▶ **TASK TO COMPLETE**
Write out the data again exactly, skipping every picture.

▶ **STORED RECORDS**
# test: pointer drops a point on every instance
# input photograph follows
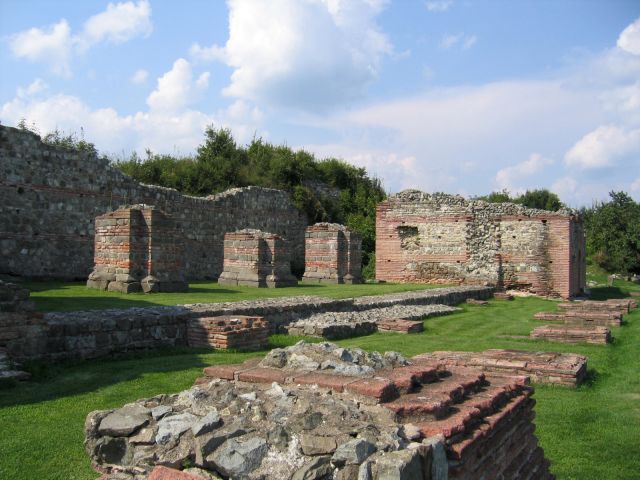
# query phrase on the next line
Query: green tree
(613, 233)
(542, 199)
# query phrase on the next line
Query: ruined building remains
(138, 248)
(50, 197)
(333, 254)
(438, 238)
(256, 259)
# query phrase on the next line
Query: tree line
(332, 190)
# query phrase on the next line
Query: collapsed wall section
(137, 248)
(438, 238)
(256, 259)
(333, 254)
(49, 198)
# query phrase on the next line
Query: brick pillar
(137, 248)
(333, 254)
(254, 258)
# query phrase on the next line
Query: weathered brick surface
(138, 248)
(400, 325)
(543, 367)
(485, 419)
(602, 319)
(572, 334)
(49, 198)
(228, 332)
(333, 254)
(256, 259)
(91, 334)
(445, 239)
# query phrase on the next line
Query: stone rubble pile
(399, 325)
(287, 418)
(543, 367)
(576, 317)
(572, 334)
(335, 325)
(17, 312)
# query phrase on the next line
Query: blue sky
(440, 95)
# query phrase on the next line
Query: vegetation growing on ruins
(587, 433)
(329, 190)
(613, 233)
(542, 199)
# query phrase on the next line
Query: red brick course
(229, 332)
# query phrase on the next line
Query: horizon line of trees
(332, 190)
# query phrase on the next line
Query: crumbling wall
(138, 248)
(49, 198)
(333, 254)
(256, 259)
(438, 238)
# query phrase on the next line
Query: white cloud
(465, 42)
(604, 147)
(439, 5)
(511, 177)
(629, 39)
(140, 76)
(119, 23)
(52, 46)
(56, 46)
(310, 55)
(35, 87)
(177, 130)
(176, 89)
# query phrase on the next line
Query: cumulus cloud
(310, 55)
(464, 41)
(140, 76)
(512, 177)
(629, 39)
(56, 45)
(176, 89)
(52, 46)
(604, 147)
(168, 126)
(439, 5)
(119, 23)
(35, 87)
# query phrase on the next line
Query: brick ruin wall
(137, 248)
(333, 254)
(49, 199)
(446, 239)
(256, 259)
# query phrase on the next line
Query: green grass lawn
(591, 432)
(69, 296)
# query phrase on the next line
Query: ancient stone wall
(333, 254)
(49, 199)
(138, 248)
(91, 334)
(256, 259)
(446, 239)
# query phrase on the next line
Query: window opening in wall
(409, 239)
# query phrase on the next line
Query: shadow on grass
(70, 378)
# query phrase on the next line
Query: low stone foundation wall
(320, 411)
(228, 332)
(572, 334)
(544, 367)
(399, 325)
(603, 319)
(90, 334)
(336, 325)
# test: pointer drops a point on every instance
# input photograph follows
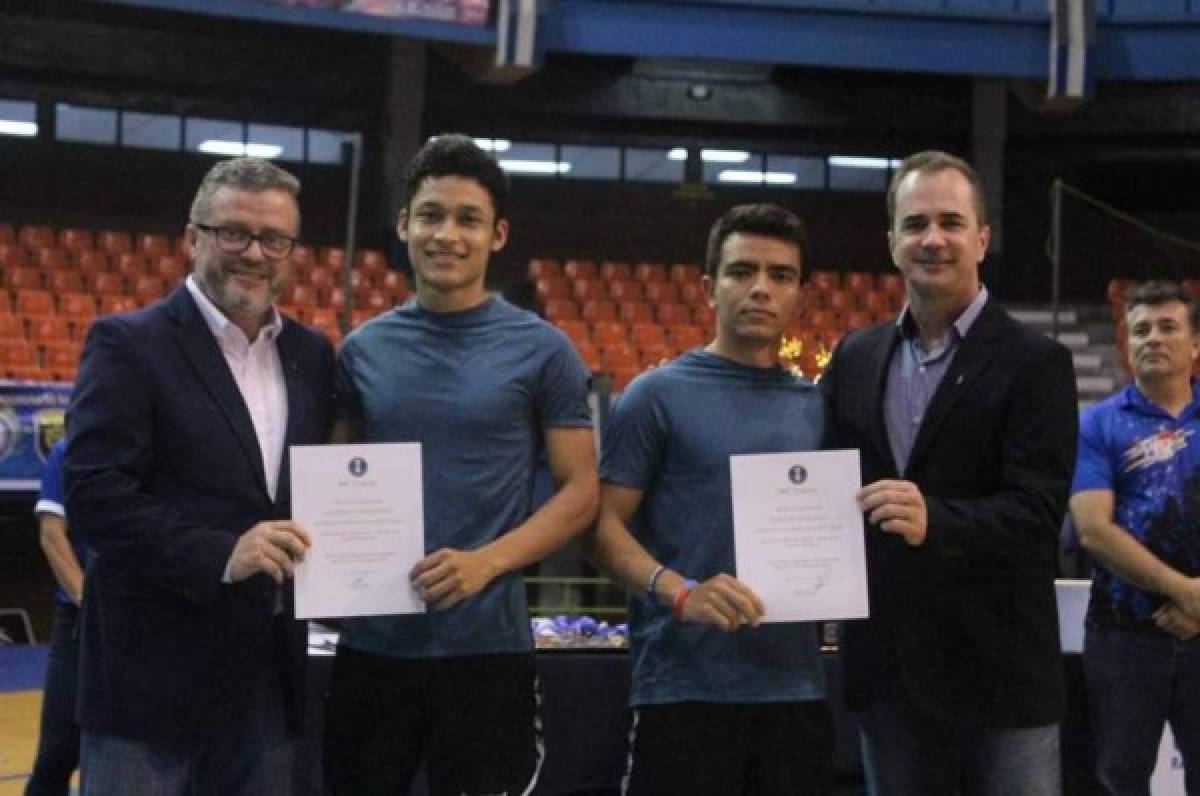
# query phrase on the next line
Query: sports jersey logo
(1156, 449)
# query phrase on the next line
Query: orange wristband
(681, 598)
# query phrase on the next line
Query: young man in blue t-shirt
(486, 389)
(723, 704)
(58, 743)
(1135, 500)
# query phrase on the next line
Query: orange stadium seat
(612, 271)
(891, 283)
(859, 281)
(541, 268)
(171, 269)
(625, 291)
(823, 281)
(48, 328)
(693, 293)
(11, 325)
(22, 277)
(576, 269)
(154, 246)
(657, 353)
(561, 310)
(114, 241)
(670, 313)
(550, 287)
(645, 334)
(34, 303)
(53, 258)
(586, 289)
(598, 310)
(651, 273)
(114, 303)
(635, 311)
(663, 293)
(64, 281)
(333, 257)
(130, 265)
(107, 283)
(577, 330)
(605, 333)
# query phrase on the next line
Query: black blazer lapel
(889, 339)
(213, 371)
(975, 353)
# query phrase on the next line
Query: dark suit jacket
(163, 473)
(966, 623)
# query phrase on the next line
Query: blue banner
(30, 423)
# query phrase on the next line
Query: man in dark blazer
(965, 420)
(178, 477)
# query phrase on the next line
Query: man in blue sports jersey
(58, 743)
(723, 705)
(486, 388)
(1135, 500)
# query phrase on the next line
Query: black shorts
(713, 749)
(473, 720)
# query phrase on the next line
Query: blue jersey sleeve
(1093, 464)
(634, 440)
(51, 498)
(563, 385)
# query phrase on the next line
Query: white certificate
(798, 533)
(363, 507)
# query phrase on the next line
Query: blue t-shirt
(671, 436)
(1151, 464)
(51, 500)
(477, 389)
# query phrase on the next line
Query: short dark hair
(1159, 292)
(457, 155)
(930, 162)
(767, 220)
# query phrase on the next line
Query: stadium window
(527, 159)
(592, 162)
(858, 173)
(214, 137)
(18, 118)
(325, 145)
(808, 173)
(88, 125)
(653, 166)
(285, 143)
(150, 130)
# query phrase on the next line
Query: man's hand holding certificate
(798, 533)
(361, 503)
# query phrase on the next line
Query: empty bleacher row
(55, 282)
(624, 318)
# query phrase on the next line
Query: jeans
(1135, 683)
(251, 755)
(906, 753)
(58, 743)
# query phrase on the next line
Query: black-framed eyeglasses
(237, 240)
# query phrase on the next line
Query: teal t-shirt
(671, 436)
(477, 389)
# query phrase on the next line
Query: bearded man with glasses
(177, 474)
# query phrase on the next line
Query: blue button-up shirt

▶ **CORRECT RESULT**
# test: pointer drops a point on every instance
# input photograph follows
# query phrase on the next line
Query: green tree
(613, 233)
(542, 199)
# query phrase on the next line
Query: ruined building remains
(138, 248)
(50, 197)
(333, 254)
(438, 238)
(256, 259)
# query phrase on the next line
Query: tree line
(332, 190)
# query phrase on the next line
Query: collapsed wall section
(137, 248)
(438, 238)
(256, 259)
(333, 254)
(49, 198)
# query phrase on the next line
Query: brick pillar
(137, 248)
(333, 254)
(254, 258)
# query phrase on the next line
Query: weathered brick surface
(138, 248)
(400, 325)
(543, 367)
(485, 419)
(602, 319)
(572, 334)
(49, 198)
(228, 332)
(333, 254)
(256, 259)
(91, 334)
(445, 239)
# query phrase on the next line
Query: stone rubble pile
(399, 325)
(287, 418)
(543, 367)
(576, 317)
(572, 334)
(335, 325)
(17, 312)
# query phrase on the next line
Query: blue sky
(440, 95)
# query phrase on the next line
Query: vegetation growing on ruins
(587, 433)
(329, 190)
(613, 233)
(542, 199)
# query phrase on the next line
Query: red brick course
(229, 332)
# query phrase on the next line
Query: horizon line of trees
(332, 190)
# query phrase on the next line
Query: crumbling wall
(138, 248)
(49, 198)
(333, 254)
(256, 259)
(438, 238)
# query phrase on the next line
Query: white cloud
(465, 42)
(604, 147)
(439, 5)
(511, 177)
(629, 39)
(140, 76)
(119, 23)
(52, 46)
(56, 46)
(310, 55)
(35, 87)
(177, 130)
(176, 89)
# query phrase on the next line
Query: cumulus cloud
(310, 55)
(464, 41)
(140, 76)
(512, 177)
(629, 39)
(56, 45)
(176, 89)
(52, 46)
(604, 147)
(168, 126)
(439, 5)
(119, 23)
(35, 87)
# query phrase on the next line
Query: brick ruin wall
(137, 248)
(333, 254)
(49, 199)
(446, 239)
(256, 259)
# query phrase on the next line
Query: green grass lawn
(591, 432)
(69, 296)
# query phrase on the next line
Query: ancient stone wall
(333, 254)
(49, 199)
(138, 248)
(91, 334)
(256, 259)
(446, 239)
# query phrase on the next line
Query: window opening in wall
(409, 239)
# query phrase on the next line
Query: shadow on grass
(70, 378)
# query phrase on the next line
Query: low stone foundation wall
(320, 411)
(228, 332)
(572, 334)
(544, 367)
(399, 325)
(603, 319)
(90, 334)
(336, 325)
# test: pointer drops a point on every instance
# input photograph follows
# query phrase on the next line
Query: sports jersey logo
(1156, 449)
# query phrase on the next line
Query: orange wristband
(681, 598)
# query phrase on the next line
Query: young man in blue t-shirt
(486, 389)
(723, 704)
(58, 743)
(1135, 500)
# query phrase on the next line
Query: orange stadium seat
(612, 271)
(891, 283)
(859, 281)
(541, 268)
(171, 269)
(625, 291)
(823, 281)
(48, 328)
(693, 293)
(11, 325)
(22, 277)
(576, 269)
(154, 246)
(657, 353)
(561, 310)
(114, 241)
(670, 313)
(550, 287)
(645, 334)
(34, 303)
(53, 258)
(586, 289)
(598, 310)
(651, 273)
(114, 303)
(635, 311)
(663, 293)
(64, 281)
(333, 257)
(130, 265)
(107, 283)
(577, 330)
(605, 333)
# query phrase on the next line
Query: black blazer lapel
(889, 339)
(213, 371)
(975, 353)
# query phrase on the next line
Query: dark suit jacket
(163, 473)
(966, 623)
# query phrase on the next line
Query: blue banner
(30, 423)
# query phrase on the next line
Query: man in dark blazer
(965, 420)
(178, 477)
# query phrase on the next line
Query: man in blue sports jersey
(58, 743)
(723, 705)
(486, 388)
(1135, 500)
# query phrase on the next line
Query: black shorts
(713, 749)
(473, 720)
# query phrase on the next line
Query: blue jersey sleeve
(1093, 464)
(634, 440)
(51, 498)
(563, 385)
# query phrase on the next line
Query: white certificate
(798, 533)
(363, 507)
# query phrase on the next line
Query: blue t-shirt
(671, 436)
(1151, 464)
(51, 500)
(477, 389)
# query phrase on the next line
Query: short dark hair
(1159, 292)
(457, 155)
(930, 162)
(767, 220)
# query phrase on the next line
Query: stadium window
(527, 159)
(592, 162)
(858, 173)
(214, 137)
(18, 118)
(325, 145)
(808, 173)
(88, 125)
(653, 166)
(285, 143)
(150, 130)
# query phrase on the next line
Query: man's hand holding certificate
(798, 533)
(361, 503)
# query phrase on the next line
Query: empty bleacher row
(55, 282)
(624, 318)
# query phrase on the next line
Query: jeans
(1135, 683)
(251, 755)
(906, 753)
(58, 743)
# query phrase on the next line
Query: black-framed eyeglasses
(237, 240)
# query phrase on the next line
Query: teal t-shirt
(671, 436)
(477, 389)
# query phrase on the next line
Query: bearded man with glasses
(177, 474)
# query phrase on the next line
Query: blue button-up shirt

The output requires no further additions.